▶ _EXTRACT TO READ_
====

Memory Line: “Genes on chromosomes carry traits; variations among genes create differences.”
Exam Tip: If the question asks whether a change is inherited or acquired, check: “Is it present from birth and passed to next generation?” → inherited. “Developed due to practice or environment only?” → acquired.
Mendel’s Experiments on Inheritance
Gregor Johann Mendel (1822–1884) is called the “Father of Genetics” for his work on garden pea plants.
Why Mendel chose pea plant (Pisum sativum)
- Short life cycle – several generations in few years.
- Many contrasting traits (tall/dwarf, round/wrinkled seeds, etc.).
- Flowers are normally self-pollinated but can be easily cross-pollinated by hand.
- Large number of seeds produced – good for counting ratios.
| Trait studied | Dominant form | Recessive form |
|---|---|---|
| Plant height | Tall | Dwarf |
| Seed shape | Round | Wrinkled |
| Seed colour | Yellow | Green |
| Pod colour | Green | Yellow |
| Flower colour | Violet | White |
Monohybrid cross – simple example
Cross between two plants differing in only one trait (for example, tall × dwarf).
| Generation | Cross / result | Phenotype ratio |
|---|---|---|
| P (parental) | Pure tall (TT) × pure dwarf (tt) | – |
| F₁ (first generation) | All plants tall (Tt) – only dominant trait appears. | All tall |
| F₂ (second generation) | Selfing of F₁ (Tt × Tt) | 3 tall : 1 dwarf |
Key words for exam
| Term | Meaning |
|---|---|
| Dominant trait | Trait that appears in F₁ generation (e.g., tallness). |
| Recessive trait | Hidden in F₁, reappears in F₂ (e.g., dwarfness). |
| Phenotype | Observable appearance (tall, dwarf, round seed). |
| Genotype | Genetic make-up (TT, Tt, tt). |
| Alleles | Different forms of same gene (T and t). |
Mendel’s basic ideas (school level)

====

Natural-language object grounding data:
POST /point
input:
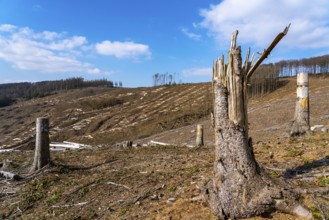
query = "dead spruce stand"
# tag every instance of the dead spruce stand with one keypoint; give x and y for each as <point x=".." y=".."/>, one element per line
<point x="239" y="188"/>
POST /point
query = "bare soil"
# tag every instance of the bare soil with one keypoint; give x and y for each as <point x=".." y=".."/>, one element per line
<point x="108" y="182"/>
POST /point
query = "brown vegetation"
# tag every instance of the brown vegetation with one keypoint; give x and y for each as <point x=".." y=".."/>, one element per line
<point x="106" y="182"/>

====

▶ _PROBLEMS TO SOLVE_
(a) In the notes on Mendel's experiments, which form of pod colour is dominant?
(b) Repeat the stretch of the notes on Mendel's experiments from "Exam Tip: If" through "round/wrinkled seeds, etc.).".
(c) Pick up the notes on Mendel's experiments where they stop and carry them on.

▶ _RESPONSES PER TASK_
(a) Green

(b)
Exam Tip: If the question asks whether a change is inherited or acquired, check: “Is it present from birth and passed to next generation?” → inherited. “Developed due to practice or environment only?” → acquired.
Mendel’s Experiments on Inheritance
Gregor Johann Mendel (1822–1884) is called the “Father of Genetics” for his work on garden pea plants.
Why Mendel chose pea plant (Pisum sativum)
- Short life cycle – several generations in few years.
- Many contrasting traits (tall/dwarf, round/wrinkled seeds, etc.).

(c)
- Traits are controlled by pair of factors (genes), one from each parent.
- In a pair, dominant factor expresses in F₁; recessive is hidden.
- During gamete formation, the pair of factors separate so that each gamete gets only one factor.
- In F₂, factors come together in new combinations giving simple ratios (3:1 in monohybrid).
Memory Line: “TT, Tt = tall; tt = dwarf; F₂ ratio 3 tall : 1 dwarf.”
Exam Tip: For any one-trait cross with complete dominance, if parents are pure contrasting types, F₁ will all show the dominant trait and the F₂ phenotype ratio will be 3 : 1. Watch carefully whether question talks about phenotype or genotype.
Sex Determination
Sex determination means deciding whether the offspring will be male or female. In many organisms this is controlled by sex chromosomes.
Sex determination in humans (XY system)
| Cell type | Chromosome set | Notes |
|---|---|---|
| Body cell of male | 44 autosomes + XY (46 chromosomes) | X and Y are sex chromosomes. |
| Body cell of female | 44 autosomes + XX (46 chromosomes) | Two X chromosomes. |
| Sperm | 22 autosomes + X or 22 autosomes + Y (23 total) | Half of sperms carry X, half carry Y. |
| Ovum | 22 autosomes + X (23 total) | All ova carry X only. |
How child’s sex is decided (simple explanation)
| Combination at fertilisation | Resulting child | Deciding gamete |
|---|---|---|
| X (ovum) + X (sperm) → XX | Female child | Sperm carrying X chromosome. |
| X (ovum) + Y (sperm) → XY | Male child | Sperm carrying Y chromosome. |
Thus, in humans the father’s sperm decides the sex of the child because sperm may carry either X or Y, while all eggs carry X only.
Other patterns (only for awareness at school level)
- Birds – opposite pattern: male is ZZ, female is ZW (here mother decides the sex).
- Some reptiles – temperature of the egg during early development can influence sex (environmental sex determination).
Social message linked to sex determination
- Sex of the child is decided naturally by chromosomes, not by behaviour or wishes of parents.
- It is scientifically wrong and socially unfair to blame mother for birth of girl child.
- Equal respect and opportunities should be given to both girls and boys.
Memory Line: “Mother gives X, father gives X or Y – so father’s sperm decides XX (girl) or XY (boy).”
Exam Tip: Typical questions ask: “Who determines the sex of the child?” or give options like XX, XY. Remember: XX = female, XY = male in humans, and the deciding gamete is the sperm.